↓

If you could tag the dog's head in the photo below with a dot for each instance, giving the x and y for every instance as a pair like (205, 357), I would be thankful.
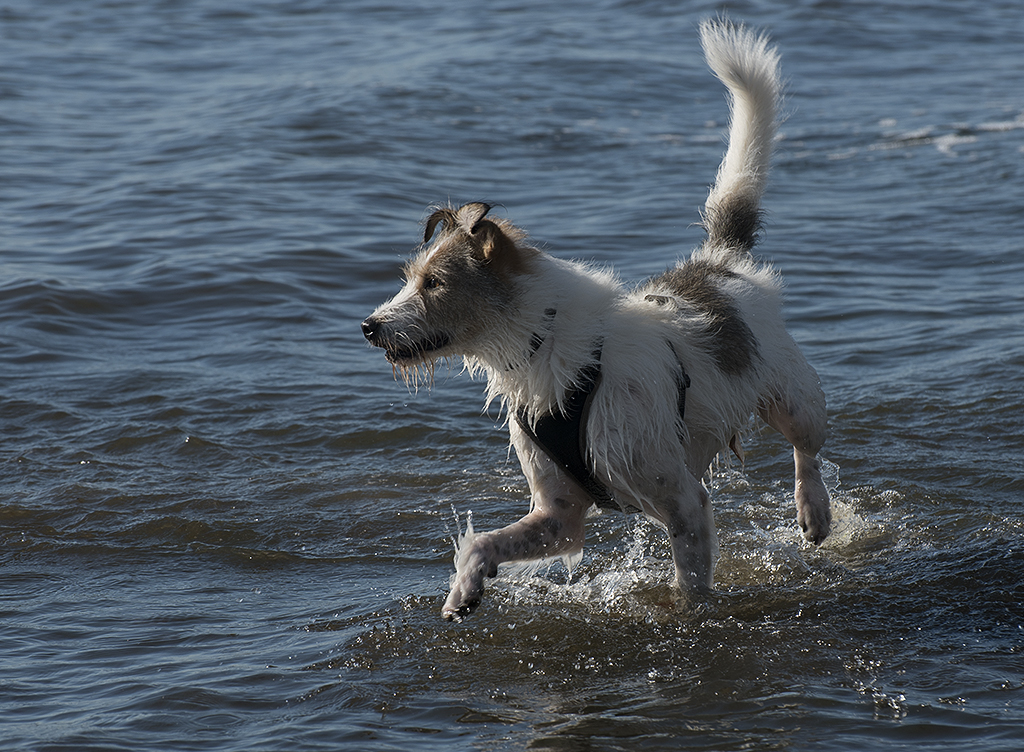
(458, 289)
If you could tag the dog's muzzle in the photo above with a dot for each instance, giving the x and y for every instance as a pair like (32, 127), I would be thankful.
(397, 349)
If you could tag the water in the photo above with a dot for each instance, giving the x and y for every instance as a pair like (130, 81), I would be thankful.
(224, 527)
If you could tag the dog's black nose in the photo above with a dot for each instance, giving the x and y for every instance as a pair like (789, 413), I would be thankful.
(370, 329)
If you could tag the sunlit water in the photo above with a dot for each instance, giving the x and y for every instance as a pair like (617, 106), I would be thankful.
(224, 527)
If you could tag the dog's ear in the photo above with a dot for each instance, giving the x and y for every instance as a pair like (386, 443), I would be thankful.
(472, 214)
(499, 250)
(440, 216)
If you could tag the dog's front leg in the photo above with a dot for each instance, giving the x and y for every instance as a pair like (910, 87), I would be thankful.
(553, 528)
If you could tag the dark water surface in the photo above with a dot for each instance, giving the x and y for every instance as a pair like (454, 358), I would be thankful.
(224, 527)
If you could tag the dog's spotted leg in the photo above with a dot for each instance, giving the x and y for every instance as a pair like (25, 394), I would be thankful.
(803, 424)
(683, 507)
(553, 528)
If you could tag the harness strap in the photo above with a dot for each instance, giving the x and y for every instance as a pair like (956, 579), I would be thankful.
(561, 434)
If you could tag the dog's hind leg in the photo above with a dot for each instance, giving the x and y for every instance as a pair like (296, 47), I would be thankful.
(554, 527)
(683, 507)
(802, 422)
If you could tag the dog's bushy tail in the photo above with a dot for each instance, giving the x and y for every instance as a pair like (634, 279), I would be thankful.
(749, 67)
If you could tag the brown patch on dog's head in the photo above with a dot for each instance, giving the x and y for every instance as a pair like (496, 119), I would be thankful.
(495, 242)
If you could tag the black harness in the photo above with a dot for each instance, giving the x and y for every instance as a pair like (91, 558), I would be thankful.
(562, 433)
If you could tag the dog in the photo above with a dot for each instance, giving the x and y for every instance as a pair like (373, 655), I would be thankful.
(622, 397)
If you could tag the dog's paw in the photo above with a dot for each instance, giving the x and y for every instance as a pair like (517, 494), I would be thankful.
(466, 594)
(815, 520)
(458, 607)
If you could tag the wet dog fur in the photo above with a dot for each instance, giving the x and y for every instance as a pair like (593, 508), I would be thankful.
(534, 324)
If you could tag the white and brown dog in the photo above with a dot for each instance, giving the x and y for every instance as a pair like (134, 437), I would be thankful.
(622, 397)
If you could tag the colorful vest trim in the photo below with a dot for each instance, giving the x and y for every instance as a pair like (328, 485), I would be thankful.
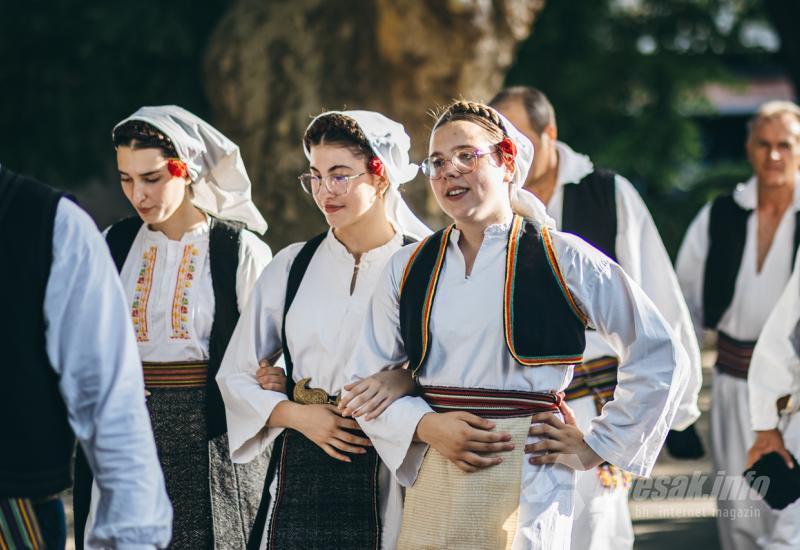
(531, 258)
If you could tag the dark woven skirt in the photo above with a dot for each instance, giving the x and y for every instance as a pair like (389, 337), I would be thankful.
(214, 501)
(320, 502)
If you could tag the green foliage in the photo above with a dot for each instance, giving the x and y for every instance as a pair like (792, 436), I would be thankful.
(623, 77)
(71, 69)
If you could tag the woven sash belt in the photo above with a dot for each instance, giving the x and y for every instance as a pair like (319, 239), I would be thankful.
(186, 374)
(733, 356)
(596, 378)
(491, 403)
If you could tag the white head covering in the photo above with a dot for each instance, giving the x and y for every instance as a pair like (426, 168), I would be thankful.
(523, 202)
(219, 179)
(390, 143)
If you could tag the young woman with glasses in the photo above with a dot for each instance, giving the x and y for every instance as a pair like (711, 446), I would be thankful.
(490, 314)
(326, 487)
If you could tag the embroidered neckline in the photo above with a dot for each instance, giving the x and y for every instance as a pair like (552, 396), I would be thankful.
(141, 295)
(180, 299)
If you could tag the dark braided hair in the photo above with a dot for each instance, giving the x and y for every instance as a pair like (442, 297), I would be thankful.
(138, 134)
(477, 113)
(338, 129)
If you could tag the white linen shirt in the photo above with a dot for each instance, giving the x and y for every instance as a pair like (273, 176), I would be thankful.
(170, 292)
(775, 367)
(756, 292)
(642, 255)
(322, 330)
(468, 350)
(91, 346)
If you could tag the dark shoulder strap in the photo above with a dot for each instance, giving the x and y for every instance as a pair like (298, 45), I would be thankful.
(590, 210)
(223, 251)
(296, 274)
(417, 288)
(120, 237)
(727, 233)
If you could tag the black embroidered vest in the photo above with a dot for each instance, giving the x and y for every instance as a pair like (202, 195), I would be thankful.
(590, 211)
(542, 323)
(727, 234)
(37, 438)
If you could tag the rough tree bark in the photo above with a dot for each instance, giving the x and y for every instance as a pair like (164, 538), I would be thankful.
(271, 65)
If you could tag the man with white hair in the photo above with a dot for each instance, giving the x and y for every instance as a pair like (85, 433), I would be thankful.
(733, 265)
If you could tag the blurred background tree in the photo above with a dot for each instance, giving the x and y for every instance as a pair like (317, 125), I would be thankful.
(632, 82)
(627, 80)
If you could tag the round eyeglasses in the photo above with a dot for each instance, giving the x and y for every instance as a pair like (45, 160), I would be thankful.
(463, 160)
(335, 185)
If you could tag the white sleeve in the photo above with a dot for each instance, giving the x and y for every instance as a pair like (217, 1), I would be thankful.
(653, 371)
(254, 255)
(642, 255)
(381, 347)
(775, 367)
(257, 336)
(691, 267)
(91, 345)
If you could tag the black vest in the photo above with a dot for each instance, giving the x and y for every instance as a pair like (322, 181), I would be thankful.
(37, 439)
(224, 241)
(727, 234)
(542, 323)
(590, 211)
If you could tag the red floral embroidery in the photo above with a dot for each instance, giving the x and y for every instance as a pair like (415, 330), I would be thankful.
(375, 166)
(508, 147)
(177, 168)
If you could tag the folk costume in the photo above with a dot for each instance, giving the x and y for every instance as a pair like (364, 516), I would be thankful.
(81, 379)
(773, 375)
(727, 293)
(185, 297)
(502, 343)
(604, 209)
(310, 302)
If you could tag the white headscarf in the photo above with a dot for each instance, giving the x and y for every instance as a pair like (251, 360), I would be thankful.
(390, 143)
(219, 179)
(523, 202)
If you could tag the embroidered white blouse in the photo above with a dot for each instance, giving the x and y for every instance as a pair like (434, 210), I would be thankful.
(775, 367)
(468, 350)
(756, 292)
(170, 293)
(642, 255)
(322, 329)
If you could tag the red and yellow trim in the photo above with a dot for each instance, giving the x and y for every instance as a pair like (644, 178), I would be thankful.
(514, 236)
(427, 306)
(553, 260)
(410, 262)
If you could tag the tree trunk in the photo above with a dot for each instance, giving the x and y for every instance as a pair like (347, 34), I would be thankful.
(272, 65)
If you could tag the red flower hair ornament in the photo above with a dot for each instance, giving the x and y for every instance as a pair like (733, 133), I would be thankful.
(508, 148)
(375, 166)
(177, 168)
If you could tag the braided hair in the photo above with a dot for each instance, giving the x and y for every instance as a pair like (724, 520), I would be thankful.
(338, 129)
(474, 112)
(138, 134)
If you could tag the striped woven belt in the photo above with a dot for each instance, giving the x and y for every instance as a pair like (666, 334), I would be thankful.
(733, 356)
(189, 374)
(19, 527)
(491, 403)
(597, 378)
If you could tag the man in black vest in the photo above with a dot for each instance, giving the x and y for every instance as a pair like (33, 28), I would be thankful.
(733, 264)
(70, 368)
(604, 209)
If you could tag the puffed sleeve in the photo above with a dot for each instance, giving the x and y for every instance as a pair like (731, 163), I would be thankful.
(257, 336)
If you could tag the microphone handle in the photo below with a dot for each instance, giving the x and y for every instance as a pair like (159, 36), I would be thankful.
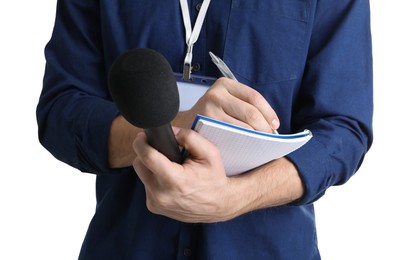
(163, 139)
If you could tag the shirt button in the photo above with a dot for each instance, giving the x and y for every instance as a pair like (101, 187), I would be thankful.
(196, 67)
(187, 252)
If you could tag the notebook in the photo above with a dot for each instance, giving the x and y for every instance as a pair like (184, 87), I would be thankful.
(243, 149)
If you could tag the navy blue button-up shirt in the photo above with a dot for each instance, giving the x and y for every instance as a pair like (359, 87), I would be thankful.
(311, 59)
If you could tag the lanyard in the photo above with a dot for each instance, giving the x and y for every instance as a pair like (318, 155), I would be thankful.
(191, 35)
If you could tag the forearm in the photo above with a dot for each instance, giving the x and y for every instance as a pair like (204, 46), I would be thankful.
(274, 184)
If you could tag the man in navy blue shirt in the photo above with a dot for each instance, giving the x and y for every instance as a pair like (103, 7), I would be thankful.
(301, 64)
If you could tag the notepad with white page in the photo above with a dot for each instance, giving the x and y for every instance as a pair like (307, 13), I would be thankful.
(243, 149)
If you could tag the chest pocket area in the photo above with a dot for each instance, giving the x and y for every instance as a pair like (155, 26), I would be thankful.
(265, 40)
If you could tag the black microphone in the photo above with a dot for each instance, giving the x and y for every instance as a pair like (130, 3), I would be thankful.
(144, 89)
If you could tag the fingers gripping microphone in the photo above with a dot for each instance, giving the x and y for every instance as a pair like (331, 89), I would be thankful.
(142, 85)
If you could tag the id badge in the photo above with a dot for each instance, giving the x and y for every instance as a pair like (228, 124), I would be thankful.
(190, 91)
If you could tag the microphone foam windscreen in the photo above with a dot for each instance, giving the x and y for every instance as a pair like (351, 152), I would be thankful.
(142, 84)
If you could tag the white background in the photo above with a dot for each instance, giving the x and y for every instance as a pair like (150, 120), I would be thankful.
(45, 206)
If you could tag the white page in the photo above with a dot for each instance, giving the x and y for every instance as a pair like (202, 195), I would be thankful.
(244, 149)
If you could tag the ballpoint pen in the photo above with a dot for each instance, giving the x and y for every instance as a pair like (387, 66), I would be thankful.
(222, 66)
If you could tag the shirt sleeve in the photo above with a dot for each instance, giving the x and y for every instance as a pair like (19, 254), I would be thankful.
(336, 97)
(75, 111)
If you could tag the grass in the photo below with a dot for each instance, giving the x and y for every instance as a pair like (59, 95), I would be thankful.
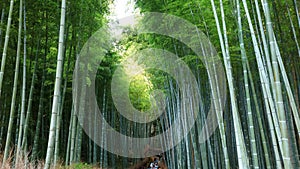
(24, 163)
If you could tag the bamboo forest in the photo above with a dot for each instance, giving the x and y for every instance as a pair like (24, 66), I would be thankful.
(149, 84)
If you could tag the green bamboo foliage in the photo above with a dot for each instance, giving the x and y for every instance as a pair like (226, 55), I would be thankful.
(50, 147)
(240, 144)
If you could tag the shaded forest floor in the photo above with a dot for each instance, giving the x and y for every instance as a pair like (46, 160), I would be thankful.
(23, 163)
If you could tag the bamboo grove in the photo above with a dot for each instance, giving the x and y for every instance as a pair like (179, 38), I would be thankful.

↑

(Problem to work on): Reproduce the items word for word, starting with the line that contains "If you could tag the shirt sleeve" and going on through the final line of the items. Leave the pictures out of your answer.

(Task response):
If you could tag the shirt sleeve in the photo above with a dot for each instance, giving the x and y for every instance as a pair like (19, 254), I would be thankful.
(336, 97)
(75, 111)
If you could tag the grass in the photo below with a dot for each instance, giving the x and y for every instance as a pair like (59, 95), I would be thankful.
(24, 163)
If you could tag the bamboo forest in the photo above with a dot for each instance, giving the x and y for every instance as a pair like (24, 66), I would be thankful.
(149, 84)
If you could tag the green bamboo foliage in the photo above with a dot for each instance, giving the x and y for every instance as a pair like (226, 55), I would be thankful.
(50, 147)
(240, 144)
If you could tag the shaded forest floor in the photo above with a dot for each instance, giving the x and y for every instance as a pair like (46, 160), I would be thankful.
(23, 163)
If you could tag the bamboo grove in the photo above with a dot for each instance, giving the x and y for every instance as a pair like (179, 38), I would be thankful.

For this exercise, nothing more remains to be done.